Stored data

>>>>

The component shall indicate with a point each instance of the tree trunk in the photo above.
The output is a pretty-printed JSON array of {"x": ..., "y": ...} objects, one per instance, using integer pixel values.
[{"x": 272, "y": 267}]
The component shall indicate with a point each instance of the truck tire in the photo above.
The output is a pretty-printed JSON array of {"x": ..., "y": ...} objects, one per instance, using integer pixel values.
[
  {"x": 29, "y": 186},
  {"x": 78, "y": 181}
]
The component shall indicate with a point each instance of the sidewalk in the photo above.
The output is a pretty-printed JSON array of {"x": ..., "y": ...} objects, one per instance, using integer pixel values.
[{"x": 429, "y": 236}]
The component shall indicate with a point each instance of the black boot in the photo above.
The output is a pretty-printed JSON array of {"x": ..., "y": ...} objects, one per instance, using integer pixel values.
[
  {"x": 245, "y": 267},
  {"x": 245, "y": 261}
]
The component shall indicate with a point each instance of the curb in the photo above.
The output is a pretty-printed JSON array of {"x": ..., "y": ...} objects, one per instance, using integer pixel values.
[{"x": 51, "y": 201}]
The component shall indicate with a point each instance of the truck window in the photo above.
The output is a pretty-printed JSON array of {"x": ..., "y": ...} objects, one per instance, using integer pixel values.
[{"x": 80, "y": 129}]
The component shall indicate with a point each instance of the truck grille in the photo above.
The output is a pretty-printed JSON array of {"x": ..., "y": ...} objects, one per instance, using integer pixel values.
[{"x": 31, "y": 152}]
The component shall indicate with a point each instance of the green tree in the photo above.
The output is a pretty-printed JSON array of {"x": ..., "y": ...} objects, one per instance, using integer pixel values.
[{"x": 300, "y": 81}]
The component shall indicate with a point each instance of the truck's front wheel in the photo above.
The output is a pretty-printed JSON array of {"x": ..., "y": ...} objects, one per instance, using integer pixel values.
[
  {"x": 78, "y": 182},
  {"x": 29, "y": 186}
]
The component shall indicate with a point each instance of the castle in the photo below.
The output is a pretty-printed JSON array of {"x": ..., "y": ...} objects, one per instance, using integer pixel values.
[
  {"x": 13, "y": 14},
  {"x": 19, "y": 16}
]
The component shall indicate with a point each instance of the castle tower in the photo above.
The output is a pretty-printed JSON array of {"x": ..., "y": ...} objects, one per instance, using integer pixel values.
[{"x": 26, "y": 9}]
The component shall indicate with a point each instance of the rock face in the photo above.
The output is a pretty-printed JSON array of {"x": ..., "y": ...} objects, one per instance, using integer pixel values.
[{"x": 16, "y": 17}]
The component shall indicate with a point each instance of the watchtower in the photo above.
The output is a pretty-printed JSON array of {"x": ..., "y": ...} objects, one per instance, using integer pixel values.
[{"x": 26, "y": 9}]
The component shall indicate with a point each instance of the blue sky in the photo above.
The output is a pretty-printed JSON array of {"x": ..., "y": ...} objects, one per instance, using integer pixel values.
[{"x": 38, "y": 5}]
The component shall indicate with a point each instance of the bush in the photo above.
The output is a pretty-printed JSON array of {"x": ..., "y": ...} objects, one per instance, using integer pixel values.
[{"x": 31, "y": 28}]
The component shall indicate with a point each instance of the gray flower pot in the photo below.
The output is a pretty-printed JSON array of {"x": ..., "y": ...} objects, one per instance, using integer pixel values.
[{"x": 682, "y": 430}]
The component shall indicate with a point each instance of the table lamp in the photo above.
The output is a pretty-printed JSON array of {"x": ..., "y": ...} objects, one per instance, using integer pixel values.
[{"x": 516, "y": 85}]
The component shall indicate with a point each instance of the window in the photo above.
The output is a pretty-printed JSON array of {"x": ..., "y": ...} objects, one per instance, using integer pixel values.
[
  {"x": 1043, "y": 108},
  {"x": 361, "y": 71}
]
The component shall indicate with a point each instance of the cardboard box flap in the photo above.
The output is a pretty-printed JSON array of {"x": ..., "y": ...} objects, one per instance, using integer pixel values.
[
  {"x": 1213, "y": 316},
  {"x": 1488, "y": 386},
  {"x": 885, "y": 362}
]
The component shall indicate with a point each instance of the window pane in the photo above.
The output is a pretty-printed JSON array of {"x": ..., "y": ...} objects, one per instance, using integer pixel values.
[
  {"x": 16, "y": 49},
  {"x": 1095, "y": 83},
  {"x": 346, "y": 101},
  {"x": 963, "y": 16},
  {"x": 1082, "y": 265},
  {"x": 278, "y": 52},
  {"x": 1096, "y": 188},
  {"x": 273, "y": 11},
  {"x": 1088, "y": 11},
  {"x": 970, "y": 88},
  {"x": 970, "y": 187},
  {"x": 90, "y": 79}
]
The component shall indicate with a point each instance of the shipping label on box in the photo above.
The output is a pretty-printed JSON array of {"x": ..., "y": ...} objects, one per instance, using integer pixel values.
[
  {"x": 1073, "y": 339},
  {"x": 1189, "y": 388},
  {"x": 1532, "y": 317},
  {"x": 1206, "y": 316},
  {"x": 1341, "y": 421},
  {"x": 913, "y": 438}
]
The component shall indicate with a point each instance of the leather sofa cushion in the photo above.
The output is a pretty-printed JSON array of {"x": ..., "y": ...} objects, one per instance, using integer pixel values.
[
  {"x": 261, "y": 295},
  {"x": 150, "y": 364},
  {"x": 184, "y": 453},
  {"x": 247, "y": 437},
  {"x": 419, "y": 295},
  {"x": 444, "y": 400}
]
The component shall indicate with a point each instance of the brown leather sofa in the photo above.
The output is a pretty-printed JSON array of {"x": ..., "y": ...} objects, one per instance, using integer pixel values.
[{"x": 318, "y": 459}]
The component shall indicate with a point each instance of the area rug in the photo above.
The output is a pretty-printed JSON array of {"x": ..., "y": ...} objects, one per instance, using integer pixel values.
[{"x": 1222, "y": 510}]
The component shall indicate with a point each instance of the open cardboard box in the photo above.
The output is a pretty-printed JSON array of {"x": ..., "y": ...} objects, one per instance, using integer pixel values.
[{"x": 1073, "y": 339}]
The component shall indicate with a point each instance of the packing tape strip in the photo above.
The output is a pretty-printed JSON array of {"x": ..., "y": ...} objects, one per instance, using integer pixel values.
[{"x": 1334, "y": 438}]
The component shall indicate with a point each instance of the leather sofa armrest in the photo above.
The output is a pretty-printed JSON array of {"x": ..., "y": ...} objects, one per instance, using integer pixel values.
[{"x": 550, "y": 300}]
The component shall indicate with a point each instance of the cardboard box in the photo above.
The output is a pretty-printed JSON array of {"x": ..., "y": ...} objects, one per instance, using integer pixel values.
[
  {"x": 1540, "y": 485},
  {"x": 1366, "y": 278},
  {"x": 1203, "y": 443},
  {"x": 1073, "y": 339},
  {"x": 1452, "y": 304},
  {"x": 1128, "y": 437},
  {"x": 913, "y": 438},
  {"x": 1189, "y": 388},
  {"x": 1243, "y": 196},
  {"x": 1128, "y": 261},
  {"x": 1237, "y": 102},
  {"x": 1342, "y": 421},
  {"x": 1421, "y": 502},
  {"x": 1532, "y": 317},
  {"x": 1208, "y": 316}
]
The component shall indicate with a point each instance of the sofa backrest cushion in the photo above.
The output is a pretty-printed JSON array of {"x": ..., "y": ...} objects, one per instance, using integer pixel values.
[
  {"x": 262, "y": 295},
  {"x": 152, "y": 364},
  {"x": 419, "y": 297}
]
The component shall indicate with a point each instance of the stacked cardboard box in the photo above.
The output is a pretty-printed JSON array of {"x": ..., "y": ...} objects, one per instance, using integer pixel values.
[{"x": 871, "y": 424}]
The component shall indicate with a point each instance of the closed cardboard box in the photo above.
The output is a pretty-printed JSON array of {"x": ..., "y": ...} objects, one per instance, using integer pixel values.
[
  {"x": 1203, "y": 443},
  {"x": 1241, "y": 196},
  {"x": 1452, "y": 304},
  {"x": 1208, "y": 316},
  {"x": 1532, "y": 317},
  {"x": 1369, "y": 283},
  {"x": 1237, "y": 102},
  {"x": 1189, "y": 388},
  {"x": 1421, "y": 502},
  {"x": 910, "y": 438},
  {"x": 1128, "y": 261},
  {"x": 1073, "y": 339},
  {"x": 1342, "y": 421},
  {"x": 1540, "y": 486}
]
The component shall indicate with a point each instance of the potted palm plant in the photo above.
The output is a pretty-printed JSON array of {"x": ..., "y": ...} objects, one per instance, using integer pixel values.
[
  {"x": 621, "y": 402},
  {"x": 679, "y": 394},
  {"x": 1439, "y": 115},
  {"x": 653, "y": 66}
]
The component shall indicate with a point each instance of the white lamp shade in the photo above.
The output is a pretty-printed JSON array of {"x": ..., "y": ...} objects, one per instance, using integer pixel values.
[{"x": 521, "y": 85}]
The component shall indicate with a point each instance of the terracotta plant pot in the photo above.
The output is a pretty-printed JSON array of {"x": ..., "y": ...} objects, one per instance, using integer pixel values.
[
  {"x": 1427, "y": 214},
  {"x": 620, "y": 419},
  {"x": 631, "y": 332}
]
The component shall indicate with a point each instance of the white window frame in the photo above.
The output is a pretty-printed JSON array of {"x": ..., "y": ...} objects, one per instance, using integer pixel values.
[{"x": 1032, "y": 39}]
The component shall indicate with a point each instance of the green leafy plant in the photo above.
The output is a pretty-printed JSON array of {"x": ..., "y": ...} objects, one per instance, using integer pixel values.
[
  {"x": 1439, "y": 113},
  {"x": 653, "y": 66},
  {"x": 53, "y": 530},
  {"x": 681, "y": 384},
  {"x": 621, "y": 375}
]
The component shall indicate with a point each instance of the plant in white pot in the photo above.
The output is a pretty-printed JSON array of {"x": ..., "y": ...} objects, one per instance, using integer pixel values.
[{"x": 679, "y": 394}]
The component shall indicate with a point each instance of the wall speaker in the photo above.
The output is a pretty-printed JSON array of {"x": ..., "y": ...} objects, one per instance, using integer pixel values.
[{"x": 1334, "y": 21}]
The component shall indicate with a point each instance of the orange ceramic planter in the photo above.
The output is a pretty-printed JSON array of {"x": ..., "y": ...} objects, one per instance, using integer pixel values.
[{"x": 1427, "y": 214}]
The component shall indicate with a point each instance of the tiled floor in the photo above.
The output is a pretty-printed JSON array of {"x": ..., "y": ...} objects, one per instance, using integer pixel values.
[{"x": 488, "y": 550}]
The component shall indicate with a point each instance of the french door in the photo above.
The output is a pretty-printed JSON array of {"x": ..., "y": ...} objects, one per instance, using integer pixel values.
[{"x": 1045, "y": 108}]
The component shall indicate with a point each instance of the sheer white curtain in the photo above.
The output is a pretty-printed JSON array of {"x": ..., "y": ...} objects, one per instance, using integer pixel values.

<<<<

The problem
Can you give the data from the line containing "door in the photo above." (that line included) through the end of the data as a numbered list, leaving out any blank lines?

Problem solution
1. The component shall indicate with a point each instance of the french door in the photo above.
2. The output is a pretty-printed JSON array of {"x": ..., "y": ...} objects, one per instance, using integer pixel values.
3. [{"x": 1045, "y": 108}]
4. The component shall indicate with a point each instance of the sheer white curtain in the photo above.
5. The output is a pretty-printed JSON array of {"x": ..., "y": ...} objects, one per instance, using integer pixel values.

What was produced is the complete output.